== Document excerpt ==

TDM 10200: Python Project 10 — Spring 2025

Motivation: We can create functions and apply the functions to many data sets in an efficient way. We can extract information in a straightforward way.

Context: We learn how to apply functions using map and using list comprehensions.

Scope: Applying functions to data.

Learning Objectives:
  • Learn how to apply functions to large data sets and extract information.

Make sure to read about, and use the template found here, and the important information about project submissions here.

Dataset(s)

This project will use the following datasets:

  • /anvil/projects/tdm/data/flights/subset/* (flights data)

  • /anvil/projects/tdm/data/election/itcont/* (election data)

  • /anvil/projects/tdm/data/taxi/yellow/* (yellow taxi cab data)

In this project, we walk students through these powerful techniques.

It should be enough to use 2 cores in your Jupyter Lab session for this project.

Some of the questions in this project take a few minutes to run.

Please remember to make comments (in full English sentences) about your understanding of each of the questions and solutions. This is especially important in this project, where we walk you through the solutions, but we still want you to write some explanations of your own!

Question 1 (2 pts)

We can calculate the number of flights starting from Indianapolis airport in 1990 as follows:

import pandas as pd
myDF = pd.read_csv("/anvil/projects/tdm/data/flights/subset/1990.csv", usecols=[16])
myvalue = myDF['Origin'].value_counts()["IND"]
print(myvalue)
del(myDF)

===

What to do:
(1) From the project page, quote the passage starting with "This project will" and going on through "taxi cab data)".
(2) Decide whether each statement agrees with the project page. Answer yes or no, and quote the words that decide it. (a) One of the datasets is yellow taxi cab data. (b) Four cores are suggested for the Jupyter Lab session. (c) The code in Question 1 counts flights starting from Indianapolis airport in 1990.
(3) Continue the Python project page on applying functions to data, starting after its last line.
The items that follow play no part in the work on the project page.

== Dataset extract ==

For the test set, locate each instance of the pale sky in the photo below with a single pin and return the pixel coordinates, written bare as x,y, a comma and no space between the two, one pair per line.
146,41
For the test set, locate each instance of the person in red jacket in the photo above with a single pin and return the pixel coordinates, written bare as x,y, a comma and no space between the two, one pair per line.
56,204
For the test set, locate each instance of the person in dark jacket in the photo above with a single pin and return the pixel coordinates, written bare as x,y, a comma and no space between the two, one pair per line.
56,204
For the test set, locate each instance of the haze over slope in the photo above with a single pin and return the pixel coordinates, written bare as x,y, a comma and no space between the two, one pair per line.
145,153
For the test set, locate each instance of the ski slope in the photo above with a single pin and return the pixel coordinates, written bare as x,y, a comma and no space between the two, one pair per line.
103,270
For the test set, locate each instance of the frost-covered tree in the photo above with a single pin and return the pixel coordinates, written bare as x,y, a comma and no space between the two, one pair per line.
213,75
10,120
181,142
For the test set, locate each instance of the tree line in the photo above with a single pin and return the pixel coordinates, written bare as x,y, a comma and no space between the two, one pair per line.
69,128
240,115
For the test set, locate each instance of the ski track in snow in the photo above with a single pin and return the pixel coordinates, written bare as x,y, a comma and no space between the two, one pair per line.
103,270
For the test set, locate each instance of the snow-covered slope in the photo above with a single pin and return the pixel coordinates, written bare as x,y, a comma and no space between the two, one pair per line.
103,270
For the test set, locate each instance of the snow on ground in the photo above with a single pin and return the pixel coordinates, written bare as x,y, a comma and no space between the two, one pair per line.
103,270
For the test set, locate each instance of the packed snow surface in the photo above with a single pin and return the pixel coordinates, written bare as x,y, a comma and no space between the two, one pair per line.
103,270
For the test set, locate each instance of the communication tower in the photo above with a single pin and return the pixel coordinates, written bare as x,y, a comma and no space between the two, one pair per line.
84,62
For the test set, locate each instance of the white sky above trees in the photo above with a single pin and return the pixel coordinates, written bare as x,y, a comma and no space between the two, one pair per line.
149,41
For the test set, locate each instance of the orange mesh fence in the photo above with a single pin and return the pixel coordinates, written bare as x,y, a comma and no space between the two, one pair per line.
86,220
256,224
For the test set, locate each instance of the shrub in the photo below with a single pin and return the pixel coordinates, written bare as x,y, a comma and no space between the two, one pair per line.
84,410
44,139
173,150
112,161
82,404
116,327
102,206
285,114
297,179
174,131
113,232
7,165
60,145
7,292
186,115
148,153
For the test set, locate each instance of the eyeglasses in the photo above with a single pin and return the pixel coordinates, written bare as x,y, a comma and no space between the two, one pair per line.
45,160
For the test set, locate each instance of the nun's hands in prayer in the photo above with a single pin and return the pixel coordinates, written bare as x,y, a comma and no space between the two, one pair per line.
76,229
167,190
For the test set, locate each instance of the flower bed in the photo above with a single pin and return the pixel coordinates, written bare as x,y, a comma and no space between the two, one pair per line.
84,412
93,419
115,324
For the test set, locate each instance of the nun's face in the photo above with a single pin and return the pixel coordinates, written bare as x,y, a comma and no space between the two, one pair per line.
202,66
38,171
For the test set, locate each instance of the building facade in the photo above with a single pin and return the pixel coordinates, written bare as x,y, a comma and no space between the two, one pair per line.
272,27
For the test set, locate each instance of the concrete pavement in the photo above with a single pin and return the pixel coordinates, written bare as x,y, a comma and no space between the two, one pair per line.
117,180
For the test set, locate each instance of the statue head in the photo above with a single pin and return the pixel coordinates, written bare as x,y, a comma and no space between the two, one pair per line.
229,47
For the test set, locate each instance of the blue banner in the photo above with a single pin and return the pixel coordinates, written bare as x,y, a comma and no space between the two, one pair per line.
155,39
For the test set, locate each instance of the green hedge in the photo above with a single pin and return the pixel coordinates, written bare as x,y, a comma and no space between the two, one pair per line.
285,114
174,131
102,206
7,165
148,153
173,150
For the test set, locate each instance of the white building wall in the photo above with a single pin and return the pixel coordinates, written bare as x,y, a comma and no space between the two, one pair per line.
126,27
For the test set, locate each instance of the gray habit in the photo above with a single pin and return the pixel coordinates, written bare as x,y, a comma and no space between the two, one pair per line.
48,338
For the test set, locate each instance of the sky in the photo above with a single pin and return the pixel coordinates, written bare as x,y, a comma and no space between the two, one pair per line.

===

Task-by-task answers:
(1)
This project will use the following datasets:

  • /anvil/projects/tdm/data/flights/subset/* (flights data)

  • /anvil/projects/tdm/data/election/itcont/* (election data)

  • /anvil/projects/tdm/data/taxi/yellow/* (yellow taxi cab data)

(2)
(a) Yes: "/anvil/projects/tdm/data/taxi/yellow/* (yellow taxi cab data)"
(b) No: "It should be enough to use 2 cores in your Jupyter Lab session for this project."
(c) Yes: "We can calculate the number of flights starting from Indianapolis airport in 1990 as follows:"

(3)
(We use the del at the end, so that we do not keep this data frame in memory, during the remainder of the project.)

Now we can replicate this work, using a function, as follows:

def myindyflights (myyear: int) -> int:
    """
    The myindyflights function takes a year as the input, and returns the number of flights departing from Indianapolis airport during that year.

    Args:
    myyear (str): This is a year as the input

    Returns:
    myvalue (int): This is the number of flights departing from Indianapolis airport during that year.
    """
    myDF = pd.read_csv("/anvil/projects/tdm/data/flights/subset/" + str(myyear) + ".csv", usecols=[16])
    myvalue = myDF['Origin'].value_counts()["IND"]
    return myvalue

and we can test that we get the same results:

import pandas as pd
myindyflights(1990)

Finally, we can use the map function to run this function on each year from 1987 to 2008.

import pandas as pd
myresults = list(map(myindyflights, range(1987,2009)))

which yields the number of flights starting from Indianapolis airport in each year from 1987 to 2008.

The total number of flights starting from Indianapolis altogether, during 1987 to 2008, is:

sum(myresults)

and the number of flights per year is:

import matplotlib.pyplot as plt
plt.barh(range(1987,2009), myresults)

The data sets cover October 1987 through April 2008. So the data sets for 1987 and 2008 are smaller than you might expect, and that is OK.

Deliverables
  • Plot the total number of flights starting from the Indianapolis airport during 1987 to 2008.

Question 2 (2 pts)

We replicate the work from Question 1, but this time, we keep track of all of the flights originating at every airport in the data set.

We make a function, very much like Question 1, but this time, we keep track of the full table of the counts of Origin airports, for all airports (not just for Indianapolis):

def myflights (myyear: int) -> int:
    """
    The myflights function takes a year as the input, and returns the number of flights departing from each airport during that year.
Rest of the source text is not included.